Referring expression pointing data

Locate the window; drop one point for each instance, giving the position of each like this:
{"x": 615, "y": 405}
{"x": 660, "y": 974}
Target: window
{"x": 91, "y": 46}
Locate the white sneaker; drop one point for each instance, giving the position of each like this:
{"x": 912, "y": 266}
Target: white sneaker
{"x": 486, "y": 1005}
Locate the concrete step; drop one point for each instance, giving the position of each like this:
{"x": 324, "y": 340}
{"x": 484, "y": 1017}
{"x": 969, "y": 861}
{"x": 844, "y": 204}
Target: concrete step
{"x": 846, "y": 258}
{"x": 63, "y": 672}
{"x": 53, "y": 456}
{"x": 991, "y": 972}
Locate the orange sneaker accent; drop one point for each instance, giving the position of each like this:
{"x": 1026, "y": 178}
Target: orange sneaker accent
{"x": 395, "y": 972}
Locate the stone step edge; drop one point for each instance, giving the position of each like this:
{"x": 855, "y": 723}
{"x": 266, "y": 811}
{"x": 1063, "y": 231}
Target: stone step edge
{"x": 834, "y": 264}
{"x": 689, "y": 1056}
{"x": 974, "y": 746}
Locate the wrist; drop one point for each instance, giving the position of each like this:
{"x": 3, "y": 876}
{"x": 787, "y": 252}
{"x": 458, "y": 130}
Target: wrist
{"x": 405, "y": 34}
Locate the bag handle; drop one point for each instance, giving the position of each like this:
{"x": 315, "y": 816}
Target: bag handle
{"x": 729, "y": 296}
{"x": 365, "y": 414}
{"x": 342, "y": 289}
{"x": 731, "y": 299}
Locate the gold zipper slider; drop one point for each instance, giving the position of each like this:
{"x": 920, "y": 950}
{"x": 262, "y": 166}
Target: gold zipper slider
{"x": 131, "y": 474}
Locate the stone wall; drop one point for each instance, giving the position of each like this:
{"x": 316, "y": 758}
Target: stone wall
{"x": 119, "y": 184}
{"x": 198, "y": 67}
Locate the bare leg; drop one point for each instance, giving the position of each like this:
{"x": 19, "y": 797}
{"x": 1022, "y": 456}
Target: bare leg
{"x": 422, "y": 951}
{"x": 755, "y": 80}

■ Task to complete
Output, exactly and with nothing else, the lines from the line containing "Locate the bare" to the end of the entries.

■ Exercise result
Locate the bare leg; drop one point for each instance, giving the position of each like this:
{"x": 19, "y": 797}
{"x": 1022, "y": 456}
Target: bare leg
{"x": 422, "y": 951}
{"x": 755, "y": 80}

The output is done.